[Begin]

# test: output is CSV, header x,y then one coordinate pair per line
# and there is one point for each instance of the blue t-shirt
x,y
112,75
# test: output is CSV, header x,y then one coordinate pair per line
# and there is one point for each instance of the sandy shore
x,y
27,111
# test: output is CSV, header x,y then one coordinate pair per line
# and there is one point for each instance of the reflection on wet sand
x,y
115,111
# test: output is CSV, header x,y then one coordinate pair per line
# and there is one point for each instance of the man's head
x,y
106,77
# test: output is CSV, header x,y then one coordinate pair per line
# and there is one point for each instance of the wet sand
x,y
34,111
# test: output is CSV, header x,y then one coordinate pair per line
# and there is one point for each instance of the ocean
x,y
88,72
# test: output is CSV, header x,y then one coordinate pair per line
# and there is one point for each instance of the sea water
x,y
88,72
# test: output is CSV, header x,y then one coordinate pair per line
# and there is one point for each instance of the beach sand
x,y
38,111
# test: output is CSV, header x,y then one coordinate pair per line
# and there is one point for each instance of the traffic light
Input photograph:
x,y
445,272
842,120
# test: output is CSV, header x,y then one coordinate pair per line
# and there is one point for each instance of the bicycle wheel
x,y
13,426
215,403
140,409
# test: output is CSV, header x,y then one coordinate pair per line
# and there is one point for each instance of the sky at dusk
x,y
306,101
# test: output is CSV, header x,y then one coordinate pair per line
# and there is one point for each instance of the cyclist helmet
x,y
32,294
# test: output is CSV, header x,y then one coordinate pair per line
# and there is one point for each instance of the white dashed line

[End]

Report how many lines of the material contain the string "reflection", giving only the number.

1